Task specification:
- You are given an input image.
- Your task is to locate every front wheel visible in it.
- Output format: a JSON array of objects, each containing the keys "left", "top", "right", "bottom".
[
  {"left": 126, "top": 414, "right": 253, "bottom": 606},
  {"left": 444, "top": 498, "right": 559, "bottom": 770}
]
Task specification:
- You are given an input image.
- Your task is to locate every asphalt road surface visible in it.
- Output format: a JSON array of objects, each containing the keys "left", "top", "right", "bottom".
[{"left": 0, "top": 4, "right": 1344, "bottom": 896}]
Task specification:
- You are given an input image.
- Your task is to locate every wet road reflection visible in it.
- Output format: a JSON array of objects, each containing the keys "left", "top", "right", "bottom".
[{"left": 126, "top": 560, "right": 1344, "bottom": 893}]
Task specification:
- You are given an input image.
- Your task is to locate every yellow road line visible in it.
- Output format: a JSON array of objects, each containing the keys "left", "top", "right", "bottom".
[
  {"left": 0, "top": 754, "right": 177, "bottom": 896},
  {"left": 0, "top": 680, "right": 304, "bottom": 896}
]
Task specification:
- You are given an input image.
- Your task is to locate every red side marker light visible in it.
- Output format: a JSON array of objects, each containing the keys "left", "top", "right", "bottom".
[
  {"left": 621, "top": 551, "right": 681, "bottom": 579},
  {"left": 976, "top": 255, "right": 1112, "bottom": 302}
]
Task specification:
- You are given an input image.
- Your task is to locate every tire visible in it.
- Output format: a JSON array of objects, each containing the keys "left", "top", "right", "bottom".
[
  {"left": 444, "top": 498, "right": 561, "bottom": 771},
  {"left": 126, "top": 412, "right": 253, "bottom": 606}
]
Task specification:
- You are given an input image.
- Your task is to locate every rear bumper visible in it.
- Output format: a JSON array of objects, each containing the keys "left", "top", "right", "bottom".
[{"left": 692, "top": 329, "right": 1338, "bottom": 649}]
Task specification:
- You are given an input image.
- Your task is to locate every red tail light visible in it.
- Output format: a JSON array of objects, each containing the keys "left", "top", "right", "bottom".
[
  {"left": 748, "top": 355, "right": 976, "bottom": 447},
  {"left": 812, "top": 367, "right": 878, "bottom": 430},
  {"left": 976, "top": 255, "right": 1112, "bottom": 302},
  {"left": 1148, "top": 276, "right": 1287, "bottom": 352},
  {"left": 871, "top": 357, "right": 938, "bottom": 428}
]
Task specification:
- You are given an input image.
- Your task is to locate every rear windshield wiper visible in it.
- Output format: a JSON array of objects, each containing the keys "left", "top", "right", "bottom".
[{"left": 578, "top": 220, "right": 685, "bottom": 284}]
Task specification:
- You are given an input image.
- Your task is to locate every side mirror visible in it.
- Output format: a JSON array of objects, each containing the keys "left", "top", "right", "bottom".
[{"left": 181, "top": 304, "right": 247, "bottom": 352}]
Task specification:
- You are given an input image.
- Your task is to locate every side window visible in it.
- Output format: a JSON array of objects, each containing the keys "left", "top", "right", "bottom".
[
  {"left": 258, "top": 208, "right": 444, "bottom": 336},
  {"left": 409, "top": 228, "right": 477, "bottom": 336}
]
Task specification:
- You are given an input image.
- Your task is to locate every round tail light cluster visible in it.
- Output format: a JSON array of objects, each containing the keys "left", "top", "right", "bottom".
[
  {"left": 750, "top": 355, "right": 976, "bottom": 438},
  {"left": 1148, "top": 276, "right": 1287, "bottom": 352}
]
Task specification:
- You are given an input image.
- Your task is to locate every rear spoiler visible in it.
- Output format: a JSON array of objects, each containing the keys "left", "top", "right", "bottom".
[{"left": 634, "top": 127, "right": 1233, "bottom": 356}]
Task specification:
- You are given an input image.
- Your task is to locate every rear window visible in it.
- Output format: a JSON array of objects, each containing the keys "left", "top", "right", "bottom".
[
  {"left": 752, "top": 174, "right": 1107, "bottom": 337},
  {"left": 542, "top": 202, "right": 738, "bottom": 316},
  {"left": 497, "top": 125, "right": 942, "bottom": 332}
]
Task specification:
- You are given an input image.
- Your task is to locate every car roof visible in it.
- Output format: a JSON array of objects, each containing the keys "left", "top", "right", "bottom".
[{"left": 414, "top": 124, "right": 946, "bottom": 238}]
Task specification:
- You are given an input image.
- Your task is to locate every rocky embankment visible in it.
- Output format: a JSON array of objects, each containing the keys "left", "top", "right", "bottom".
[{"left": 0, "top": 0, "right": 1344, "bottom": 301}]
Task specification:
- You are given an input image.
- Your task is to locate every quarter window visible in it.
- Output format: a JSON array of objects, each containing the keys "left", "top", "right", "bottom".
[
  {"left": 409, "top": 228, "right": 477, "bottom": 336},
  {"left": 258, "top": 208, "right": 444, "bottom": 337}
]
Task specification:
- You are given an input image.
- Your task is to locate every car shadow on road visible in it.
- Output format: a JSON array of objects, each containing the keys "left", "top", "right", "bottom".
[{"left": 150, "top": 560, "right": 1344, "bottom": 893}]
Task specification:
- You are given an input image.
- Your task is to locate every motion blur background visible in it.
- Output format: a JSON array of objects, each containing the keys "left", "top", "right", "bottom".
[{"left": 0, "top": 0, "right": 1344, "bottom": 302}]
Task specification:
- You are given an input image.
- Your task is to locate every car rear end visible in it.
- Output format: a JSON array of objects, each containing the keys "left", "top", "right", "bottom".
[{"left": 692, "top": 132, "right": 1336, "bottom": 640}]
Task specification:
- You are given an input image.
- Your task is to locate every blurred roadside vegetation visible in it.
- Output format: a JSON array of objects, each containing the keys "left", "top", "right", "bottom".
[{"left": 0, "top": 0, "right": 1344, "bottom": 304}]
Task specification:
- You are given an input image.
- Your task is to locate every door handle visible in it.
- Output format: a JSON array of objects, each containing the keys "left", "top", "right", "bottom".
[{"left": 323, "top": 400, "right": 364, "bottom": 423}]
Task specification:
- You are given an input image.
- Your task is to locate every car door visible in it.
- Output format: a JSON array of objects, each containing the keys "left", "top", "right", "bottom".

◇ ◇ ◇ ◇ ◇ ◇ ◇

# Written request
Exact copies of all the records are required.

# The reply
Task specification:
- You are given an input image.
- Your task is to locate every front wheel visible in it.
- Output format: a JSON array of objects, each containing the keys "left", "top", "right", "bottom".
[
  {"left": 126, "top": 414, "right": 253, "bottom": 606},
  {"left": 444, "top": 498, "right": 559, "bottom": 770}
]
Task specification:
- You are given an input image.
- Your task is to locate every asphalt road surface visible in it.
- Output format: a JSON array of objects, each containing the keys "left", "top", "right", "bottom".
[{"left": 0, "top": 4, "right": 1344, "bottom": 896}]
Task specification:
- You are given an input image.
- Your task is to locate every wet road reflection visible in it.
- Output format: a JSON array of objects, each containing the keys "left", "top", "right", "bottom".
[{"left": 126, "top": 560, "right": 1344, "bottom": 893}]
Task specification:
- You are given an input image.
- Your task is to locate every yellow road line visible in it.
- Output format: a JSON array of objects, each containing the keys "left", "top", "right", "bottom".
[
  {"left": 0, "top": 754, "right": 177, "bottom": 896},
  {"left": 0, "top": 680, "right": 304, "bottom": 896}
]
Task specification:
- You are given an input image.
- Your task is to locate every red side marker light visible in it.
- Output format: a JSON array of objects, each containing the keys "left", "top", "right", "bottom".
[
  {"left": 621, "top": 551, "right": 681, "bottom": 579},
  {"left": 976, "top": 255, "right": 1112, "bottom": 302}
]
Task specification:
- You are given an input image.
- Your task is to locate every tire visible in it.
- Output format: a JSON array of objects, each containing the keys "left", "top", "right", "bottom".
[
  {"left": 444, "top": 498, "right": 561, "bottom": 771},
  {"left": 126, "top": 412, "right": 253, "bottom": 606}
]
Task specification:
- You are given an input image.
- Your task is to locate every rear bumper visible in it.
- Output format: a JSON array of objects, each containing the keys "left", "top", "right", "bottom".
[{"left": 692, "top": 329, "right": 1338, "bottom": 649}]
Task specification:
- You are given an input image.
- Your task is to locate every red tail light visible in it.
- Output format: a JSON array of objects, each containing the keys "left", "top", "right", "bottom".
[
  {"left": 748, "top": 355, "right": 976, "bottom": 447},
  {"left": 812, "top": 367, "right": 878, "bottom": 430},
  {"left": 976, "top": 255, "right": 1112, "bottom": 302},
  {"left": 1148, "top": 276, "right": 1287, "bottom": 352},
  {"left": 871, "top": 357, "right": 938, "bottom": 428}
]
Task specification:
- You are given an input image.
- Your task is to locate every rear windshield wiper visible in it.
- Output format: a JSON array of objects, each containing the keys "left", "top", "right", "bottom".
[{"left": 578, "top": 220, "right": 685, "bottom": 284}]
Task specification:
- You are given an input image.
- Your task is to locate every side mirror visible in it.
- Output format: a JSON array of objects, each containing the keys "left", "top", "right", "bottom".
[{"left": 181, "top": 304, "right": 247, "bottom": 352}]
Task specification:
- You are given an input image.
- Your task is to locate every side window visible in it.
- Output format: a JSON array of objects, each containing the keys "left", "top", "right", "bottom".
[
  {"left": 258, "top": 208, "right": 444, "bottom": 336},
  {"left": 409, "top": 228, "right": 477, "bottom": 336}
]
Task specification:
- You are given an input image.
- Your task is to locate every round tail light cluster visible in it.
- Output format: a JSON array of objects, each containing the keys "left", "top", "right", "bottom".
[
  {"left": 750, "top": 355, "right": 976, "bottom": 438},
  {"left": 1148, "top": 276, "right": 1287, "bottom": 352}
]
Task specification:
- You are given an input image.
- Your task is to locate every rear spoiler visible in it.
- Output format: a JSON array of objects, each containing the keys "left", "top", "right", "bottom".
[{"left": 634, "top": 127, "right": 1233, "bottom": 356}]
Task specification:
- You are given an input image.
- Your task is to locate every rear window visible in it.
- Output format: a JSON array of objects, each containing the keys "left", "top", "right", "bottom".
[
  {"left": 752, "top": 174, "right": 1107, "bottom": 337},
  {"left": 542, "top": 202, "right": 738, "bottom": 316},
  {"left": 497, "top": 125, "right": 942, "bottom": 332}
]
Task specification:
- You are given an input image.
- Your task is to locate every car roof visible in it.
- Output format: a JSON array of objects, each containing the keys "left", "top", "right", "bottom".
[{"left": 414, "top": 124, "right": 946, "bottom": 238}]
Task specification:
- You are given an input image.
- Your task is to locate every rocky embankment visible in it.
- Output format: a JSON array of objects, each containing the keys "left", "top", "right", "bottom".
[{"left": 0, "top": 0, "right": 1344, "bottom": 301}]
Task specification:
- You are given an input image.
- Your task is to locate every quarter window visible in it.
- Output format: a JSON array of objects, each containing the keys "left", "top", "right", "bottom".
[
  {"left": 409, "top": 228, "right": 477, "bottom": 336},
  {"left": 258, "top": 208, "right": 444, "bottom": 337}
]
Task specification:
- You are given an input image.
- Your task is to locate every car shadow on road visible in it.
- Output format: a JSON array of objects, each containing the keys "left", "top", "right", "bottom".
[{"left": 150, "top": 560, "right": 1344, "bottom": 893}]
Task specification:
- You are given an input image.
- Your task is to locate every motion blur background visible in it.
- Output format: a JSON array of objects, each containing the keys "left", "top", "right", "bottom".
[{"left": 0, "top": 0, "right": 1344, "bottom": 302}]
Task specification:
- You are given an input image.
- Your task is to locate every car rear end visible in it.
- Output format: a JSON array of objects, each containing the keys "left", "top", "right", "bottom".
[{"left": 692, "top": 132, "right": 1336, "bottom": 640}]
Task specification:
- You are given an input image.
- Your task is to locate every blurred roadside vegetation visible in it.
- Output format: a JSON array of objects, each containing the keys "left", "top", "right", "bottom".
[{"left": 0, "top": 0, "right": 1344, "bottom": 304}]
Task specification:
- You are given an input image.
- Your task is to locate every door handle visible in it.
- Output format: a JSON array of objects, each containing the keys "left", "top", "right", "bottom".
[{"left": 323, "top": 400, "right": 364, "bottom": 423}]
Task specification:
- You are given an input image.
- Your task is to locate every car door visible in it.
- Output format: a JSON array of objects, each containing the keys "left", "top", "right", "bottom".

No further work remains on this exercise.